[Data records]
※ ※ ※

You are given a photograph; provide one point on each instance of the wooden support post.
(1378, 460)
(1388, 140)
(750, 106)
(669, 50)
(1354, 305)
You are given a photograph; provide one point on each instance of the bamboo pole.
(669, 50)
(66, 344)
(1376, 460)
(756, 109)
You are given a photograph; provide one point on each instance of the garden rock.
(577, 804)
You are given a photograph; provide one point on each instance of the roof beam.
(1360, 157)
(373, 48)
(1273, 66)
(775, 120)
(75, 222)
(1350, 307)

※ ※ ※

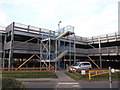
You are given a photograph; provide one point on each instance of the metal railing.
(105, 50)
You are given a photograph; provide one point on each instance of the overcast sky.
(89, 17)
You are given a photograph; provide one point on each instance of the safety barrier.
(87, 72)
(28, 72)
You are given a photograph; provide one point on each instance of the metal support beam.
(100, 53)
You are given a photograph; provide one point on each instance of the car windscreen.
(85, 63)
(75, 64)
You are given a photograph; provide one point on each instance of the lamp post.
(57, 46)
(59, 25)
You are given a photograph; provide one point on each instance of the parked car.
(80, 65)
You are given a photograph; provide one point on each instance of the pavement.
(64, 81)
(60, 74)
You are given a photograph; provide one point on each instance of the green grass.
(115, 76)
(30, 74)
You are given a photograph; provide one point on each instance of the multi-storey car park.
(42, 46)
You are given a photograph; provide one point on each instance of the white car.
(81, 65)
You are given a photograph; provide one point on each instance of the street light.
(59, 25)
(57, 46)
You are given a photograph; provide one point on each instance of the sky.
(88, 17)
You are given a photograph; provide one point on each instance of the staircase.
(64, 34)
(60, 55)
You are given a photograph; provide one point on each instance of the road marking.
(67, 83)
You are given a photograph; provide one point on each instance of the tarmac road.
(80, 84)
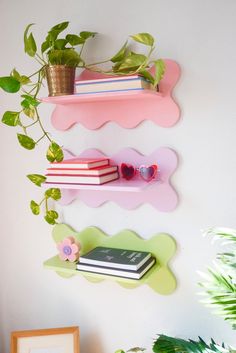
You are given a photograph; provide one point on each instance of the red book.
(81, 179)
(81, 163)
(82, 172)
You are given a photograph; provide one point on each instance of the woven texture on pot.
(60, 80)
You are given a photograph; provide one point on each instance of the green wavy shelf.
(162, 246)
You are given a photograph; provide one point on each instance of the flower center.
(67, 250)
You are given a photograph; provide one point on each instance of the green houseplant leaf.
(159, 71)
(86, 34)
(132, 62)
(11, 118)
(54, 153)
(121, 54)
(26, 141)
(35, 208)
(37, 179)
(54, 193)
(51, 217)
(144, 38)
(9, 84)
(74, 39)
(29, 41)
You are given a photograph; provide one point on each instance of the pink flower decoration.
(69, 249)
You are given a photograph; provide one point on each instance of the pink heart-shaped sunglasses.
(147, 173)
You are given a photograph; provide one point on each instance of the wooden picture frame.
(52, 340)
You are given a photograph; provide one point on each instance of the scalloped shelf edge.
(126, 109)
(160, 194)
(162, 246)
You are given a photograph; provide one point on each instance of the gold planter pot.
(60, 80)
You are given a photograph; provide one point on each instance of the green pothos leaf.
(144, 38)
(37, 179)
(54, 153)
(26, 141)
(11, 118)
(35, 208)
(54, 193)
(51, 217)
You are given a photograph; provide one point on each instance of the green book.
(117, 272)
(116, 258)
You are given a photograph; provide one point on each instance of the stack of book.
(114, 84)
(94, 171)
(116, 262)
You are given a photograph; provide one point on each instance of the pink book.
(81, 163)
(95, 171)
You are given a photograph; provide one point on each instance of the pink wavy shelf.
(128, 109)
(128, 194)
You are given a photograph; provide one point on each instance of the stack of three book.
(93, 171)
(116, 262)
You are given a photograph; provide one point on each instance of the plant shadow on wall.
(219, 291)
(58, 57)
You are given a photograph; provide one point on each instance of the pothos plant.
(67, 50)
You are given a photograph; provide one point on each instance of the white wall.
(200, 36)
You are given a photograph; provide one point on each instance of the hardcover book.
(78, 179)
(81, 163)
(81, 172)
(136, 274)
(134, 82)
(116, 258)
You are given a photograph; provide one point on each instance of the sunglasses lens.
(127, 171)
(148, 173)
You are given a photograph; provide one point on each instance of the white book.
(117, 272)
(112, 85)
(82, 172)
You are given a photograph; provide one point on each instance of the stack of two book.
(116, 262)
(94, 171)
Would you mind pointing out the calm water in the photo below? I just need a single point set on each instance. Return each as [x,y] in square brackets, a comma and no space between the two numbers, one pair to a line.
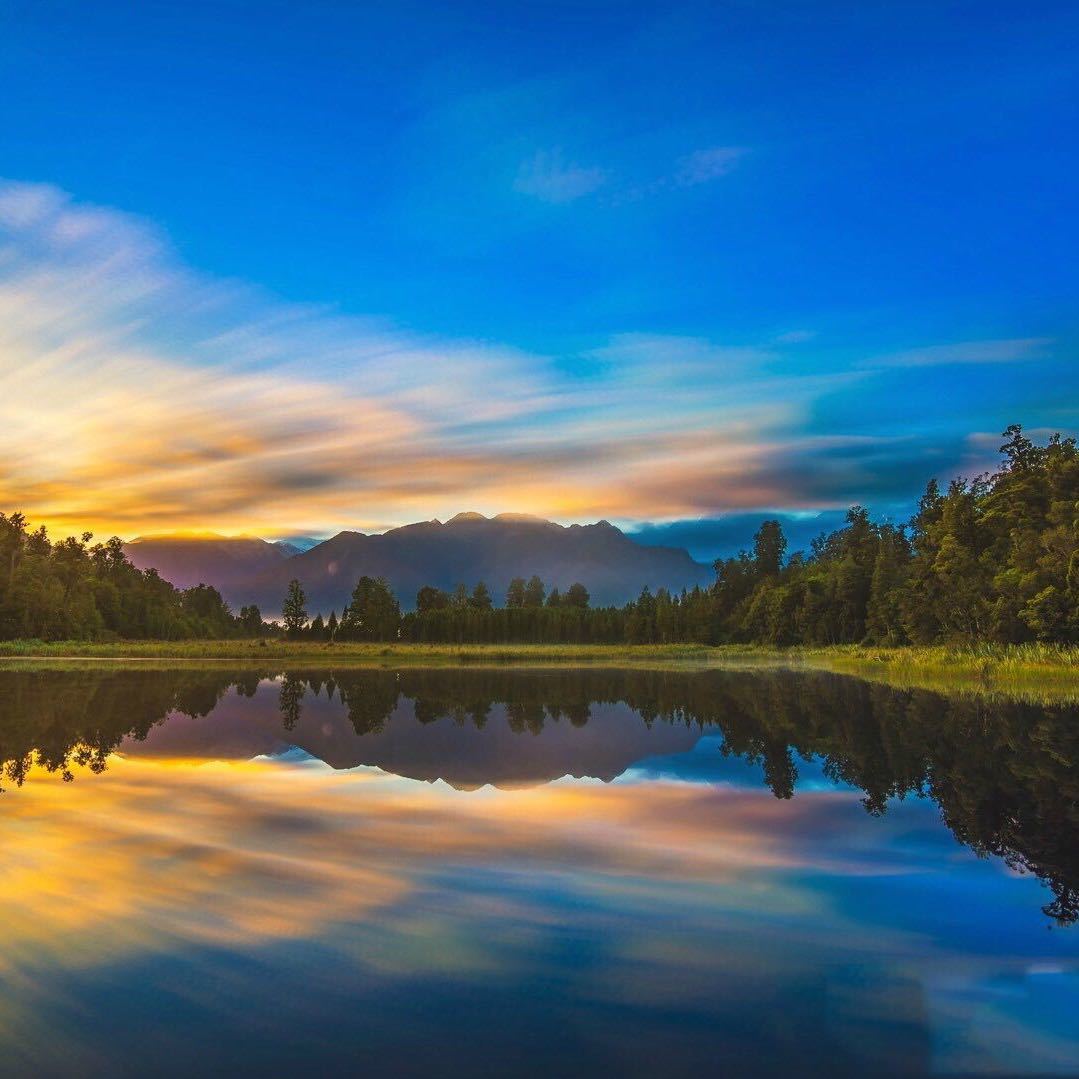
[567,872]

※ ※ ※

## [Set task]
How many lines in the data above contain the string "beam"? Case counts. Reply with the number alone.

## [Reply to the exercise]
2